*Objetivo*: Enumera todos los sustantivos del fragmento citado que nombran un accidente geográfico natural, sin repetir ninguno.

*Fragmento citado*:
::::
El ocio, el quietismo sedentario en una isla-doctrina, no es condición del filosofar, sino de la institución de una filosofía. Pero si el filósofo no se atreve a abandonar la isla una vez civilizada, si no se atreve a soplar el castillo de naipes donde cómodamente habita, corre el peligro de convertirse en una «cosa».
Del filósofo en fuga
El escepticismo antiguo, aunque amenazado de caer en una contradictio in adjecto, constituye una magnífica terapia como memento para el filósofo de su condición de buscador, de viajero. El ocio, el quietismo sedentario en una isla-doctrina, no es condición del filosofar, sino de la institución de una filosofía. Pero si el filósofo no se atreve a abandonar la isla una vez civilizada, si no se atreve a soplar el castillo de naipes donde cómodamente habita, corre el peligro de convertirse en una «cosa», un ornamento más de su construcción, el primero en desaparecer en ese proceso ineludible que convierte en ruinas las mansiones más fastuosas. Ello explica el fuerte sentimiento de nostalgia que experimentan los filósofos al contemplar el mar, aun aquellos que viven inmersos en instituciones filosóficas de proporciones continentales. Por ello el filósofo no siempre busca, sino que a veces — cuando se atreve a ello— huye.
Arquitectura evanescente
La influencia del paisaje en la orientación y configuración del pensamiento filosófico no es una cuestión desdeñable. San Agustín leyó a los filósofos griegos, los cuales gustaron de estructurar sistemas arquitectónicos de ideas, con afán de erigir verdaderas ciudades conceptuales, a imagen y semejanza de esa Atenas que era considerada por ellos el centro del mundo antiguo. Pero el padre de la Iglesia se enfrentó al arduo problema de intentar conciliar aquellos diseños con el que le era más propicio para la fe: el sugerido por el desierto. Toda ciudad que a su paso encuentran las caravanas de beduinos es una alucinación provocada por la expectativa y la sed. Expectativa de ver lo humano en las figuras de los astros; sed como falsa curiosidad que ya sabe lo que busca. Y es por ello que su construcción y exploración del laberinto en el centro del cual se esconde Dios -el alma- se desdibuja progresivamente en el Misterio, inextenso y atemporal.
::::
*Conjunto de datos*:
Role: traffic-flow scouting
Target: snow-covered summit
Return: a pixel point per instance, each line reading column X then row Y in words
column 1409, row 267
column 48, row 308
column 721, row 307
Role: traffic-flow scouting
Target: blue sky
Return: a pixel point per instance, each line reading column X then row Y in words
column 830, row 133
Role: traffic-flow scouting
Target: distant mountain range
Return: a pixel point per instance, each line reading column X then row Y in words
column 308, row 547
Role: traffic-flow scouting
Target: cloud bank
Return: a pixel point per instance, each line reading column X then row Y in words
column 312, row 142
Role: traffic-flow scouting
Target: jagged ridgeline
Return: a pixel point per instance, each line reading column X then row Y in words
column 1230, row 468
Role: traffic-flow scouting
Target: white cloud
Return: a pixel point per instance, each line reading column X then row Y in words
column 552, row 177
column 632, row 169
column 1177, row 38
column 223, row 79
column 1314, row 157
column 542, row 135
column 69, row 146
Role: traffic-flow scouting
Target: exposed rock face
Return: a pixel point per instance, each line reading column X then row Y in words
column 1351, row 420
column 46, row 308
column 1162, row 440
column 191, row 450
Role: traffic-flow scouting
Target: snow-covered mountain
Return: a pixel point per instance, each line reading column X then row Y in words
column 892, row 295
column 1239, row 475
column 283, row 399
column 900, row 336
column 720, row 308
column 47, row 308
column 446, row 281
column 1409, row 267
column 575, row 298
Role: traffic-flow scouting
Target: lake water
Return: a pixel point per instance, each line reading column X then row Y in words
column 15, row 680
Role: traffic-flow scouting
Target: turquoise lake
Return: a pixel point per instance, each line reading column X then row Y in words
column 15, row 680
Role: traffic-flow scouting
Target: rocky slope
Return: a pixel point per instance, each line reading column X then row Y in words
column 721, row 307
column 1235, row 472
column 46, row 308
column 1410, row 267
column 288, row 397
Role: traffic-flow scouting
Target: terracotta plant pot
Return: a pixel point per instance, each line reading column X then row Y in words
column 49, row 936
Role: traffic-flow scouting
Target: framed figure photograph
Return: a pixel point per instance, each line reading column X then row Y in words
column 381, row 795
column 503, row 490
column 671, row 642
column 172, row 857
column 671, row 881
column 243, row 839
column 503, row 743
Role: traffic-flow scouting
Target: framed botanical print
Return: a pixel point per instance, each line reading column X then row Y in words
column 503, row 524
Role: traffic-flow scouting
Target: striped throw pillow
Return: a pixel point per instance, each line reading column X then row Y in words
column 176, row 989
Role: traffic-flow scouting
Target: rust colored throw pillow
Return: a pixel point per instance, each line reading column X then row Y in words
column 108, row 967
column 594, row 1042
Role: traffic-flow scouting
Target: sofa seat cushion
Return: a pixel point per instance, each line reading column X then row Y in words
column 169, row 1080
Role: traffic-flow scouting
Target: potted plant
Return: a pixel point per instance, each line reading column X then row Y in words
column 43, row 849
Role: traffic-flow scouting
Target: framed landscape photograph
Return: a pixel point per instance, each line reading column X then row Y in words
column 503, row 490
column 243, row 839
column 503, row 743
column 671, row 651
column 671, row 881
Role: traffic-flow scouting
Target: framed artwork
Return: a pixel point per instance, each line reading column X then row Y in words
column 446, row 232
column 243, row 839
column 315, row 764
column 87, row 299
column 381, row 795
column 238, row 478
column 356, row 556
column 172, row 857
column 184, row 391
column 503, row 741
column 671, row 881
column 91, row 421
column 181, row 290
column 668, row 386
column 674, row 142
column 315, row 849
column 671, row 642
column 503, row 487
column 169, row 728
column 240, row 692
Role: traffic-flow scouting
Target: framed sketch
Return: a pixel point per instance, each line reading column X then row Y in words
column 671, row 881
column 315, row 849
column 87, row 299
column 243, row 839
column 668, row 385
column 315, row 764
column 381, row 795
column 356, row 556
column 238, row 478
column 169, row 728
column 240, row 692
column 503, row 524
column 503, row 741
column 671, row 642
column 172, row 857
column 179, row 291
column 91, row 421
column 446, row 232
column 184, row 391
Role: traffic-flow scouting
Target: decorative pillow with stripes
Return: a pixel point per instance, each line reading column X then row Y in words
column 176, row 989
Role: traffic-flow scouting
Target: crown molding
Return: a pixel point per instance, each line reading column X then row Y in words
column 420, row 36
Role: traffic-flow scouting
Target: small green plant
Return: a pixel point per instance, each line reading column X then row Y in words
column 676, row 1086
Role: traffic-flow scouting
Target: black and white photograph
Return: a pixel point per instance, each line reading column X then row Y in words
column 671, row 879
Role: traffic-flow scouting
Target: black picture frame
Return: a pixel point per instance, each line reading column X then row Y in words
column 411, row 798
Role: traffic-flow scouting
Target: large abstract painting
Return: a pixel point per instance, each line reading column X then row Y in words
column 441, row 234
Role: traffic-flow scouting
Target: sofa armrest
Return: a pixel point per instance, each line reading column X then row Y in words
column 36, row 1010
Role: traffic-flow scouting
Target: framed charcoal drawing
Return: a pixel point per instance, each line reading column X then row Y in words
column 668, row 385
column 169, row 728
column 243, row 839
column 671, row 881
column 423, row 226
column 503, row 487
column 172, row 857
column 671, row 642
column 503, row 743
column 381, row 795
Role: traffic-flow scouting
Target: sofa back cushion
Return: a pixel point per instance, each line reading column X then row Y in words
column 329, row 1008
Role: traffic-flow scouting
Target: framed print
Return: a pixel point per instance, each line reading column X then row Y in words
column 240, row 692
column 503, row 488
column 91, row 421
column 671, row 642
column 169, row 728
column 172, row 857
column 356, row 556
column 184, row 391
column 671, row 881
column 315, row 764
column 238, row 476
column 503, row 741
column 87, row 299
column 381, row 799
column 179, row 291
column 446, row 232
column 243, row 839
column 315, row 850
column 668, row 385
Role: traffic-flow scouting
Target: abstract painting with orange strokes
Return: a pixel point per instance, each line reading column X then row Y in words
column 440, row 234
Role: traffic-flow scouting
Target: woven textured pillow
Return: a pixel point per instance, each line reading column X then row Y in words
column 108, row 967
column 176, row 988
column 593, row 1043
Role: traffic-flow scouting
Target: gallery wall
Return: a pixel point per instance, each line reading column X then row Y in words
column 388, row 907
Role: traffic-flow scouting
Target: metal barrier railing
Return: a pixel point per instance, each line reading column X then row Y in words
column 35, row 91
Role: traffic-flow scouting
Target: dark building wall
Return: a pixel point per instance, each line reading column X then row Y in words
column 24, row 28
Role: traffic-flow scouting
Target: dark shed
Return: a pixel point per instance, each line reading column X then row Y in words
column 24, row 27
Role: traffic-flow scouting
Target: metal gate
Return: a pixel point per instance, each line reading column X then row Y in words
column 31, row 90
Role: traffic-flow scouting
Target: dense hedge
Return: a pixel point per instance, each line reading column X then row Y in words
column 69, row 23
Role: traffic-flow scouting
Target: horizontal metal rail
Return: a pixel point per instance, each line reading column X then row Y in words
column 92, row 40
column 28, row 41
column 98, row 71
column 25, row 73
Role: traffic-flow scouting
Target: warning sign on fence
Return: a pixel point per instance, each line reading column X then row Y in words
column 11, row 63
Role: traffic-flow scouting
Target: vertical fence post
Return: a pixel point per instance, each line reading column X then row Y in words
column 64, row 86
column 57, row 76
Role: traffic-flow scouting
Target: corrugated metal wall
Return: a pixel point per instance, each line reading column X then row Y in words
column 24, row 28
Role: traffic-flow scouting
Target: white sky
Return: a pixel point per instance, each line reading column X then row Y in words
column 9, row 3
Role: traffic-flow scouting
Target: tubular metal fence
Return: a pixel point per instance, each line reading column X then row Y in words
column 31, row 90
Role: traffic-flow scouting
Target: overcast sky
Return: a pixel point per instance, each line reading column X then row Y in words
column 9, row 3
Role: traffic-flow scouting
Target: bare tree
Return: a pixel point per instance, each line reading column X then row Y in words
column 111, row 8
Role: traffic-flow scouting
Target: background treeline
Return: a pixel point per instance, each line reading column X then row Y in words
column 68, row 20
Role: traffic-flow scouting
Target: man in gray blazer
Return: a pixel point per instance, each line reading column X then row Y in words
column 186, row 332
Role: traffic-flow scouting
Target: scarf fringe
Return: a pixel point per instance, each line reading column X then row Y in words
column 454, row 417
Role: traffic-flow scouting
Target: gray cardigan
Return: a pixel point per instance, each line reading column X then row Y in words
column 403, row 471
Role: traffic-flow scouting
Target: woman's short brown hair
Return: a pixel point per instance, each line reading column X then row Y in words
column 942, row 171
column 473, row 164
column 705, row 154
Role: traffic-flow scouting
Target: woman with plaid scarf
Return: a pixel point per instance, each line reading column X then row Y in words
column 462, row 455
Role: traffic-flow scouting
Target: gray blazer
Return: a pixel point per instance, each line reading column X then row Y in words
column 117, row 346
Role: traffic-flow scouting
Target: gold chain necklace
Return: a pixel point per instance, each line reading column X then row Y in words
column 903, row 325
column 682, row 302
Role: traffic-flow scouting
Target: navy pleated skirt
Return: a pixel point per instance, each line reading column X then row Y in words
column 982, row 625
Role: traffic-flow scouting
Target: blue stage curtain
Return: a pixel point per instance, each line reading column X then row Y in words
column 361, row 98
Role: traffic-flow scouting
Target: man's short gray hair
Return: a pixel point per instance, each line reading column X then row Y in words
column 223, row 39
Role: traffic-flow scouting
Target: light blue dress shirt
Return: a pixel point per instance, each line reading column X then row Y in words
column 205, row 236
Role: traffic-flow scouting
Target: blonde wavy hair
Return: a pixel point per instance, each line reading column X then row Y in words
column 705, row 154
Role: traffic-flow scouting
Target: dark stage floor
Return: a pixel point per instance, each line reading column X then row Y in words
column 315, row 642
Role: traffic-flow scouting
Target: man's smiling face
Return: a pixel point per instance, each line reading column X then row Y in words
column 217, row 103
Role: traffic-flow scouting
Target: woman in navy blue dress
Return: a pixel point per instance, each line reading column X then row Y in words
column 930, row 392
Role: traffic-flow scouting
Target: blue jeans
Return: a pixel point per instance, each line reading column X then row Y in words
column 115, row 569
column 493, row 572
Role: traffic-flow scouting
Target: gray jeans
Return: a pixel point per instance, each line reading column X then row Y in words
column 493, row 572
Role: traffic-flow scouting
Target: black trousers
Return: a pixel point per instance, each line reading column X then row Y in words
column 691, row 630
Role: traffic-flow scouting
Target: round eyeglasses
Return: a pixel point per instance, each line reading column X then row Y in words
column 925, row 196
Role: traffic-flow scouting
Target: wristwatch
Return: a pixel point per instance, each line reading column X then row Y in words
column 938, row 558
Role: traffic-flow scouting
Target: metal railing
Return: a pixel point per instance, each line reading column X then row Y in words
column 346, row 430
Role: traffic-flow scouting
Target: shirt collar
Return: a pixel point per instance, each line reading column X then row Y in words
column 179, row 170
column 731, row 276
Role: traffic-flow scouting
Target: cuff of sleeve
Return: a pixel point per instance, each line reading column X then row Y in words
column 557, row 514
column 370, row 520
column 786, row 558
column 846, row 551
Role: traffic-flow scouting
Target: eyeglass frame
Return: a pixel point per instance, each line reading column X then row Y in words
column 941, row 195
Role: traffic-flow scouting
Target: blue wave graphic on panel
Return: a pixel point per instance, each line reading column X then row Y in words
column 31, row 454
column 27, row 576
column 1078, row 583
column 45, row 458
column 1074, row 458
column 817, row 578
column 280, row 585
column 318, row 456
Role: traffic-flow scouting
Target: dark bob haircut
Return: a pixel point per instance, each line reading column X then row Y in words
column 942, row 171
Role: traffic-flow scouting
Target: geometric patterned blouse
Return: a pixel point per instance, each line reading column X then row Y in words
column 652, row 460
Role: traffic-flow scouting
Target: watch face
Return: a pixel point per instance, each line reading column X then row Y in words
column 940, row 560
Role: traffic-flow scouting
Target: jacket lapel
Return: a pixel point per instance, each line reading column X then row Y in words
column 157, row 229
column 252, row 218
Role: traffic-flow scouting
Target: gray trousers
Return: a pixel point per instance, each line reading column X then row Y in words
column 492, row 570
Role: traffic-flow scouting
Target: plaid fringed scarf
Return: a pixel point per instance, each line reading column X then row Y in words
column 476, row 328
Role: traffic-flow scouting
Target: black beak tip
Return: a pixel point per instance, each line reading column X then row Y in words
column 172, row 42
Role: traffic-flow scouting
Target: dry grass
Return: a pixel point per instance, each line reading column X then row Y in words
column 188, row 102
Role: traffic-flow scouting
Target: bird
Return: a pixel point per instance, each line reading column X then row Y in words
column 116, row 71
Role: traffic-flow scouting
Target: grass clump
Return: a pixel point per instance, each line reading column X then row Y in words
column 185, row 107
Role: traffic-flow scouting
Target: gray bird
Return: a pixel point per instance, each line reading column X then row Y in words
::::
*Resultado*: isla, mar, desierto